▶ _Written instruction_
Reproduce verbatim the lines of the items below, beginning with the line that contains "car windshield, which" and continuing through the line that contains "pixel 170 169", both included.

Object position labeling items
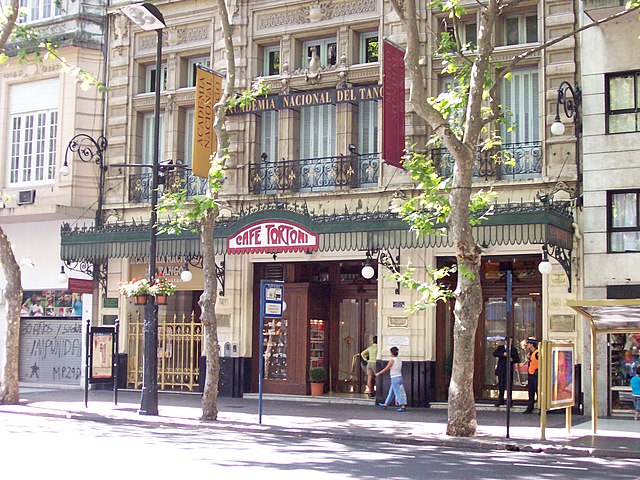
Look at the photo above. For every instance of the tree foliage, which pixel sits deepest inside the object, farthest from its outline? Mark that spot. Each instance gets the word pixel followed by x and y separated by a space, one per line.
pixel 464 119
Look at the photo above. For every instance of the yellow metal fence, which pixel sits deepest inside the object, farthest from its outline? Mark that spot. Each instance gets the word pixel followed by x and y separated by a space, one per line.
pixel 179 350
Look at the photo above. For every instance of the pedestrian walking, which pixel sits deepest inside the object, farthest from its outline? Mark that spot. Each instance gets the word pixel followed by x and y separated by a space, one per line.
pixel 396 390
pixel 501 368
pixel 635 392
pixel 532 371
pixel 369 355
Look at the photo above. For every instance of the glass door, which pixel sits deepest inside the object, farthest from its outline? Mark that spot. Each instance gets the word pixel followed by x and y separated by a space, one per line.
pixel 357 325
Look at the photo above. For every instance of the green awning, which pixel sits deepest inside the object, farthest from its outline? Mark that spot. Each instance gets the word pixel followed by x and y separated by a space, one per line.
pixel 507 224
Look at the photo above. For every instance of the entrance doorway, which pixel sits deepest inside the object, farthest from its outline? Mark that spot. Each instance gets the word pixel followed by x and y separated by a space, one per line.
pixel 357 324
pixel 333 295
pixel 491 331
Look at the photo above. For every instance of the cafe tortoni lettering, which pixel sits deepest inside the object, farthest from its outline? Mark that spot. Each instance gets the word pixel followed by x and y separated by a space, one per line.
pixel 318 97
pixel 273 237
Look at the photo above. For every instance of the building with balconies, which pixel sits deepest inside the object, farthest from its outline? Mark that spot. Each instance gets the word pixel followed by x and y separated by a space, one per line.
pixel 307 158
pixel 610 84
pixel 43 107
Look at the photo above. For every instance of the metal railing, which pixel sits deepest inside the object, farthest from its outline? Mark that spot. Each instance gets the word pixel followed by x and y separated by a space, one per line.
pixel 510 161
pixel 595 4
pixel 140 185
pixel 179 350
pixel 314 174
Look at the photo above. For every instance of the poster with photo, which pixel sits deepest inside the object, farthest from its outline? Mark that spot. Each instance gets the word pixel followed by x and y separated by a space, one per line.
pixel 101 354
pixel 562 384
pixel 51 303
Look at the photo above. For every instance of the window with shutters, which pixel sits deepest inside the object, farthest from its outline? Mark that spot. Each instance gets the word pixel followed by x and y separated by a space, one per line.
pixel 521 29
pixel 318 131
pixel 520 101
pixel 148 137
pixel 369 47
pixel 192 67
pixel 32 142
pixel 150 79
pixel 623 220
pixel 269 134
pixel 623 102
pixel 326 51
pixel 447 86
pixel 271 61
pixel 37 10
pixel 368 127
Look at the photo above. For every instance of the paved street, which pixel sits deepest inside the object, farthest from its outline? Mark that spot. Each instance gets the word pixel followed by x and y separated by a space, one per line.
pixel 40 447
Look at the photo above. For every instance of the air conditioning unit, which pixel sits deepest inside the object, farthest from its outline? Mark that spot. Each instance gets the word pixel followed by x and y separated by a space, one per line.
pixel 26 197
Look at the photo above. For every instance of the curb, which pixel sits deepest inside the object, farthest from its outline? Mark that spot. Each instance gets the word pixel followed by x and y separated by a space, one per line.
pixel 473 443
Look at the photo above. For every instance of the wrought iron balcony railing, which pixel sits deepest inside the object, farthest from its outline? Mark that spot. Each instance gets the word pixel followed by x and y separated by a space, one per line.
pixel 510 161
pixel 140 185
pixel 314 174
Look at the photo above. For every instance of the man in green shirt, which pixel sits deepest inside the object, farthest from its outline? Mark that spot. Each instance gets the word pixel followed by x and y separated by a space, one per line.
pixel 370 354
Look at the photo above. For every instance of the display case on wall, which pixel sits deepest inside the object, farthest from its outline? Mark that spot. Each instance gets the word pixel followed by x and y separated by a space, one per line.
pixel 275 349
pixel 316 343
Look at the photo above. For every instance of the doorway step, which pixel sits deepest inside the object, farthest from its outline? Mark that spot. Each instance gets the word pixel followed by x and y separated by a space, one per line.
pixel 338 398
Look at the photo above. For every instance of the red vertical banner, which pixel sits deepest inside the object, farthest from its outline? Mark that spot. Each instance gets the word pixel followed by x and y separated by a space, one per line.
pixel 392 104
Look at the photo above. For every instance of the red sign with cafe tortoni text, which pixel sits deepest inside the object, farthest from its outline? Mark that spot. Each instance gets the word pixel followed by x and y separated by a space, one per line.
pixel 273 236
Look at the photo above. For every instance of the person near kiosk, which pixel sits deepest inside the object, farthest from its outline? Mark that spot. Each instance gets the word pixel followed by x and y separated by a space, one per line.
pixel 532 370
pixel 501 368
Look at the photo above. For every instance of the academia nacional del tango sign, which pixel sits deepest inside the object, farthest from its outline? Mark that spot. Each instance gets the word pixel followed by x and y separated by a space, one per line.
pixel 273 236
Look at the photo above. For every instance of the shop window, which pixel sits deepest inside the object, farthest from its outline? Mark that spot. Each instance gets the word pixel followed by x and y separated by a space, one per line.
pixel 271 61
pixel 521 29
pixel 623 221
pixel 269 134
pixel 623 102
pixel 369 47
pixel 192 67
pixel 623 361
pixel 148 137
pixel 150 78
pixel 368 127
pixel 326 50
pixel 318 131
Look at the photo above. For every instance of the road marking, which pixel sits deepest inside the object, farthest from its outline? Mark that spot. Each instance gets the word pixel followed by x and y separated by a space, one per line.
pixel 566 467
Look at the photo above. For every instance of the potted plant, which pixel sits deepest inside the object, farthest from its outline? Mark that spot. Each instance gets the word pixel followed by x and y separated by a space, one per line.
pixel 138 288
pixel 317 377
pixel 161 289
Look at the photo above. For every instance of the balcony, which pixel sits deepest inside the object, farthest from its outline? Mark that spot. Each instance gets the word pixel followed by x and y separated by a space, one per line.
pixel 521 161
pixel 314 174
pixel 140 185
pixel 599 9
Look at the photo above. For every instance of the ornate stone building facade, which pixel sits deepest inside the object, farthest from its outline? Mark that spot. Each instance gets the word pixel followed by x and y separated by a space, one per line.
pixel 309 156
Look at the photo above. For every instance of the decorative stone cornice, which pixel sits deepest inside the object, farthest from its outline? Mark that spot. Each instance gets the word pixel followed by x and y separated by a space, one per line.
pixel 304 14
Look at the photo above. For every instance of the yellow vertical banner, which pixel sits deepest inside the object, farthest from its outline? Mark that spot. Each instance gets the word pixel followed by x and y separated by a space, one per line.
pixel 208 93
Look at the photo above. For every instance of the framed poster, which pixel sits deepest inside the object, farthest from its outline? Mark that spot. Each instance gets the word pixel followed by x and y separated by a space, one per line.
pixel 101 354
pixel 562 384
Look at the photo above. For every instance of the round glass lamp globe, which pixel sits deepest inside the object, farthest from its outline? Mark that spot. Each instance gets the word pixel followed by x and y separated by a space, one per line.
pixel 545 267
pixel 557 128
pixel 368 272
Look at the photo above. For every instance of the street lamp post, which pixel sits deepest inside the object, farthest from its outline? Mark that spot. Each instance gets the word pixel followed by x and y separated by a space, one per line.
pixel 148 17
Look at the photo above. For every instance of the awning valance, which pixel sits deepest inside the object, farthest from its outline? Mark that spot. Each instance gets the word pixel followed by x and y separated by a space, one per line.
pixel 506 224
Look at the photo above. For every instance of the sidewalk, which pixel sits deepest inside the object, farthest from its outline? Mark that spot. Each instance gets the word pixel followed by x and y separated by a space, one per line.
pixel 342 417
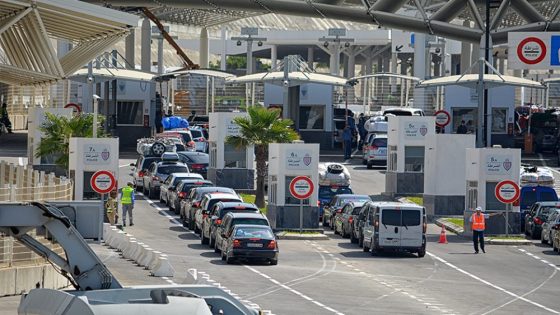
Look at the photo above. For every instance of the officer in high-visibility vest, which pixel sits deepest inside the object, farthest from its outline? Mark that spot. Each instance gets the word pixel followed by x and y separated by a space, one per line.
pixel 127 202
pixel 478 225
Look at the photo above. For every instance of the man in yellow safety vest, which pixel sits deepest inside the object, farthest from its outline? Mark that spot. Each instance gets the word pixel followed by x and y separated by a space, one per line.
pixel 127 202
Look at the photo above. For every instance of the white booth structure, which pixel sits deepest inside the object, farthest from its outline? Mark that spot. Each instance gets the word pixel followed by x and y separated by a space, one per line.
pixel 229 166
pixel 485 168
pixel 444 173
pixel 87 156
pixel 286 161
pixel 37 117
pixel 406 143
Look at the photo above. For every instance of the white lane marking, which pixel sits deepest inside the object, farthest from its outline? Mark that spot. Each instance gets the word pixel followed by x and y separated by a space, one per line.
pixel 296 292
pixel 492 285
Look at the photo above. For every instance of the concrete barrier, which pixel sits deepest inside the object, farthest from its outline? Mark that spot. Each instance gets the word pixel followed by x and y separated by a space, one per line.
pixel 163 268
pixel 7 281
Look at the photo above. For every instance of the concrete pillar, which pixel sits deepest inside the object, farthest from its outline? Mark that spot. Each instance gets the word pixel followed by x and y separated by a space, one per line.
pixel 145 48
pixel 223 59
pixel 420 69
pixel 274 56
pixel 129 48
pixel 204 49
pixel 310 57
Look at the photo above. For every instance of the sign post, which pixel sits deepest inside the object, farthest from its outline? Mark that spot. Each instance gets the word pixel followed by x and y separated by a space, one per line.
pixel 507 191
pixel 301 187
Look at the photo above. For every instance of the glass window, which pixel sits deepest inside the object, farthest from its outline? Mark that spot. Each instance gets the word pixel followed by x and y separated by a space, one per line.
pixel 410 218
pixel 499 119
pixel 234 158
pixel 492 203
pixel 312 117
pixel 414 158
pixel 130 113
pixel 469 115
pixel 391 217
pixel 288 198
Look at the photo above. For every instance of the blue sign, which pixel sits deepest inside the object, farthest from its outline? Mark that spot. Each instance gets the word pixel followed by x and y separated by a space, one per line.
pixel 555 50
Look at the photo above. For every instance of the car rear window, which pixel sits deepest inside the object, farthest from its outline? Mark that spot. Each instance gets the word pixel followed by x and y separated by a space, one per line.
pixel 253 232
pixel 166 170
pixel 253 221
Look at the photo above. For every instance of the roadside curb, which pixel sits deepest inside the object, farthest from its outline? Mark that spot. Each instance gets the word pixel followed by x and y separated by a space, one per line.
pixel 296 236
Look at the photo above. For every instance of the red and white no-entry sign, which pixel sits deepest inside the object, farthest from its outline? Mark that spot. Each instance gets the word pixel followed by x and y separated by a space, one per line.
pixel 103 182
pixel 301 187
pixel 442 118
pixel 507 191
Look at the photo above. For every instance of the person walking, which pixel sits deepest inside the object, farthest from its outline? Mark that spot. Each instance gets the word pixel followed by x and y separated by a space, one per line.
pixel 5 118
pixel 478 225
pixel 347 142
pixel 112 206
pixel 127 202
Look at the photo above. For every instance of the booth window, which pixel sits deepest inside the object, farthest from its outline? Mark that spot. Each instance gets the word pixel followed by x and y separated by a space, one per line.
pixel 499 120
pixel 311 117
pixel 392 162
pixel 492 203
pixel 414 159
pixel 234 157
pixel 472 193
pixel 289 199
pixel 130 113
pixel 469 115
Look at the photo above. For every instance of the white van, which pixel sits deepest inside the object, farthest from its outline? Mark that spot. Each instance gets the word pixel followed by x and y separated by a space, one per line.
pixel 395 226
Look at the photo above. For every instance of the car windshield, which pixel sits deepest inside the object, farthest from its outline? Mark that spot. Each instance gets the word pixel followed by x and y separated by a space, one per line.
pixel 344 200
pixel 253 232
pixel 326 192
pixel 189 186
pixel 170 169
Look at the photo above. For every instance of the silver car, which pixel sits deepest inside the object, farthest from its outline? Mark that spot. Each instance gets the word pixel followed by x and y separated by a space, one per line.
pixel 547 232
pixel 157 173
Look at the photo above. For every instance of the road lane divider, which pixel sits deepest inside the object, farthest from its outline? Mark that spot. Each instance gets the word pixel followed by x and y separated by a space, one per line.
pixel 494 286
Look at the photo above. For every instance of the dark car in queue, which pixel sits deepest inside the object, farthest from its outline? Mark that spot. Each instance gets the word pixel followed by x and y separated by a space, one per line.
pixel 190 204
pixel 206 204
pixel 197 161
pixel 183 188
pixel 139 169
pixel 217 213
pixel 537 215
pixel 171 182
pixel 250 242
pixel 344 223
pixel 334 208
pixel 327 192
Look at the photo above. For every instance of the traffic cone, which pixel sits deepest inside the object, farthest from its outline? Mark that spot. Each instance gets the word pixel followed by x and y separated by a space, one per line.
pixel 442 236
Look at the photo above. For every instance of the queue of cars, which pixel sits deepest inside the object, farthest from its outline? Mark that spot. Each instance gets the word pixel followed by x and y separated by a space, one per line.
pixel 234 228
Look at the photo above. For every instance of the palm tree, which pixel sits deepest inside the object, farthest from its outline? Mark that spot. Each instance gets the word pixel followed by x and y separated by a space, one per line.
pixel 260 128
pixel 57 131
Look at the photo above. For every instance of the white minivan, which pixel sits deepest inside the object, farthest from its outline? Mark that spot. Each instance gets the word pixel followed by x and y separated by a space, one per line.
pixel 395 226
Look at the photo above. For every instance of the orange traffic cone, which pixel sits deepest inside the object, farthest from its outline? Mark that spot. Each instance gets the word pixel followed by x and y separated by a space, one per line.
pixel 442 236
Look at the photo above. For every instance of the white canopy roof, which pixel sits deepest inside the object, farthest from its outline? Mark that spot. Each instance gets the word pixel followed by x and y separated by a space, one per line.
pixel 293 78
pixel 489 79
pixel 105 74
pixel 27 30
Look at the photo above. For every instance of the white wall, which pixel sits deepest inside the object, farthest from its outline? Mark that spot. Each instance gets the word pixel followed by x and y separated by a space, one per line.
pixel 444 171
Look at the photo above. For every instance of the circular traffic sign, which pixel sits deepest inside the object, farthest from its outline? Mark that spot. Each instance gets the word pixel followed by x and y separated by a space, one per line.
pixel 442 118
pixel 531 50
pixel 103 182
pixel 301 187
pixel 507 191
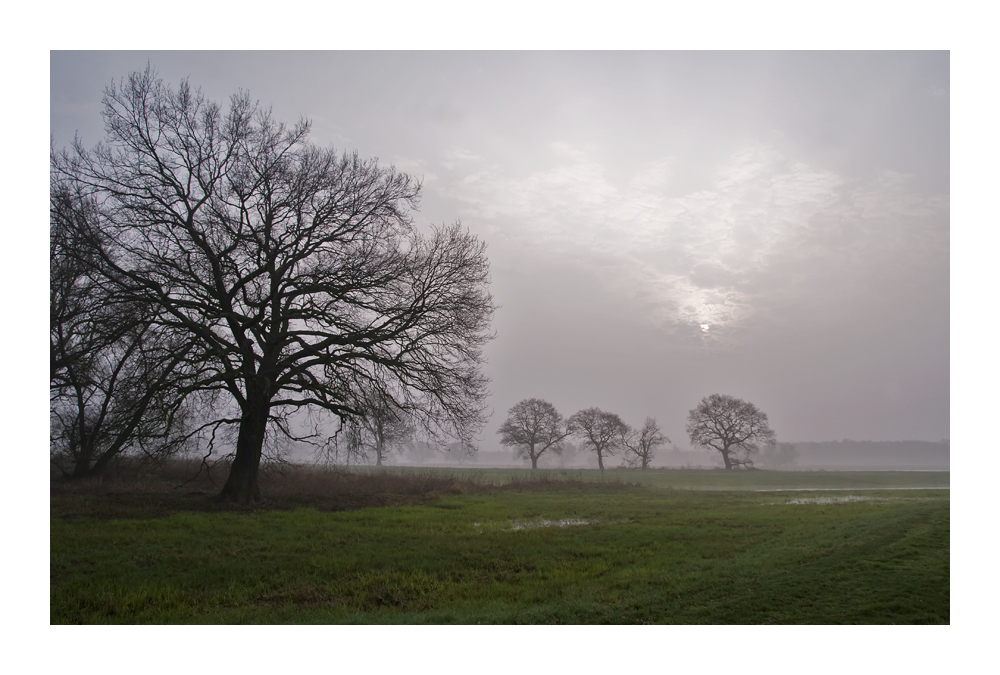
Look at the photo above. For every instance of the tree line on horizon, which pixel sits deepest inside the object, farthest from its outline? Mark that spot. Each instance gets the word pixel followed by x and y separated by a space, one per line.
pixel 735 428
pixel 219 282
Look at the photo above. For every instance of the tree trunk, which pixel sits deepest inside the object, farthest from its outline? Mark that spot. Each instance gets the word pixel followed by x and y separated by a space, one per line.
pixel 241 486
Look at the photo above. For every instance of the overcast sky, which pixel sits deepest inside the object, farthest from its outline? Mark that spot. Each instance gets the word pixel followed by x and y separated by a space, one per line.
pixel 661 226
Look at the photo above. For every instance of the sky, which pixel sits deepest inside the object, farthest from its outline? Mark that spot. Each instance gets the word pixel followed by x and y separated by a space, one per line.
pixel 661 226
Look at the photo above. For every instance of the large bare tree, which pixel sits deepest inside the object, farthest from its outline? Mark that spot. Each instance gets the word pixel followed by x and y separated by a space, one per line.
pixel 601 432
pixel 641 444
pixel 296 271
pixel 732 426
pixel 532 427
pixel 117 382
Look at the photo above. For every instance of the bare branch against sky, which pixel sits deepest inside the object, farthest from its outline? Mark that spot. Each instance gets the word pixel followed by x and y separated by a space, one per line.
pixel 661 226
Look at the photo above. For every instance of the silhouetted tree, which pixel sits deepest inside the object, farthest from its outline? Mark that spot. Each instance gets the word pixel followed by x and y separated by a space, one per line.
pixel 296 271
pixel 117 382
pixel 532 427
pixel 601 432
pixel 734 427
pixel 641 443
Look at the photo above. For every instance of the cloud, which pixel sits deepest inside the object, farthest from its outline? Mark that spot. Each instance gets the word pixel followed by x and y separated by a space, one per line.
pixel 714 256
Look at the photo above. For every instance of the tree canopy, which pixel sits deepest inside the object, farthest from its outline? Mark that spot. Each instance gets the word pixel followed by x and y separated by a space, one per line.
pixel 732 426
pixel 532 427
pixel 601 432
pixel 295 272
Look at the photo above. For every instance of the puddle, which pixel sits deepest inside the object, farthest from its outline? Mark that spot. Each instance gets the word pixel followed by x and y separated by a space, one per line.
pixel 517 525
pixel 849 499
pixel 834 500
pixel 541 522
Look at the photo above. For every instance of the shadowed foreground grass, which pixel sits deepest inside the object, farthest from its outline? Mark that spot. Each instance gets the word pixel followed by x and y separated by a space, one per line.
pixel 530 552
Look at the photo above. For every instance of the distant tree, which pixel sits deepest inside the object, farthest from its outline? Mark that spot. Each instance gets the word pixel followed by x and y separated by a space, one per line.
pixel 600 432
pixel 641 443
pixel 532 427
pixel 387 428
pixel 732 426
pixel 117 382
pixel 295 271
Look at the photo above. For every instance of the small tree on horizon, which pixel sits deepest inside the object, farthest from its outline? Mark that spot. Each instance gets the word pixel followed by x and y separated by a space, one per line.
pixel 601 432
pixel 532 427
pixel 729 425
pixel 640 443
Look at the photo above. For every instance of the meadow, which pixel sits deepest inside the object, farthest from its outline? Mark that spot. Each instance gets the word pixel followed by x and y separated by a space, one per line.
pixel 507 546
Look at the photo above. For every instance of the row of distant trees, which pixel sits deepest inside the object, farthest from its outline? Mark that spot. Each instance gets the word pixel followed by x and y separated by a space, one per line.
pixel 735 428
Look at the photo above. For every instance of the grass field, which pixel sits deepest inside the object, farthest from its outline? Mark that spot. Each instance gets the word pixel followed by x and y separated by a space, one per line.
pixel 499 547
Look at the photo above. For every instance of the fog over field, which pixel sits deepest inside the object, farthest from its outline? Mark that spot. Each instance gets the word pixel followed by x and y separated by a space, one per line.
pixel 660 226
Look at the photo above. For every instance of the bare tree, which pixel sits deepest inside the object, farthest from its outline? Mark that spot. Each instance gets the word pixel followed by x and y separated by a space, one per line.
pixel 532 427
pixel 117 383
pixel 601 432
pixel 296 271
pixel 732 426
pixel 642 443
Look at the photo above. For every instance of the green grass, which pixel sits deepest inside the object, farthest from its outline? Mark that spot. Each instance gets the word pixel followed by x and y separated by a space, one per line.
pixel 634 554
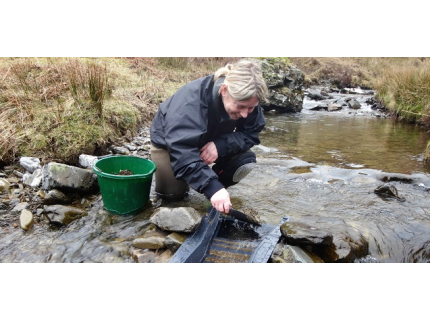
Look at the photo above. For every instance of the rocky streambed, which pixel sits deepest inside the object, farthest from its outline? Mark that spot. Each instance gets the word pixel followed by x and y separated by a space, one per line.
pixel 54 212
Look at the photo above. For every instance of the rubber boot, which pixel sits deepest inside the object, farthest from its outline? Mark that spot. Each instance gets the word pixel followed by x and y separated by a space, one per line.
pixel 166 185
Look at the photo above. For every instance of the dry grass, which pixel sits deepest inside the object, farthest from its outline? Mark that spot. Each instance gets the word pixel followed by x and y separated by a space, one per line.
pixel 59 108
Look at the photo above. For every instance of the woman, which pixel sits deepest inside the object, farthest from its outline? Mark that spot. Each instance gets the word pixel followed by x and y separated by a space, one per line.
pixel 214 120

▶ _Problem solution_
Look at the photo above. For every instance of the car windshield, which pixel sits deepest inside the object, farthest from its outline? Mark that spot. Each instance gets the word pixel followed by x and y separated by a space, one per line.
pixel 344 200
pixel 253 232
pixel 326 192
pixel 189 186
pixel 170 169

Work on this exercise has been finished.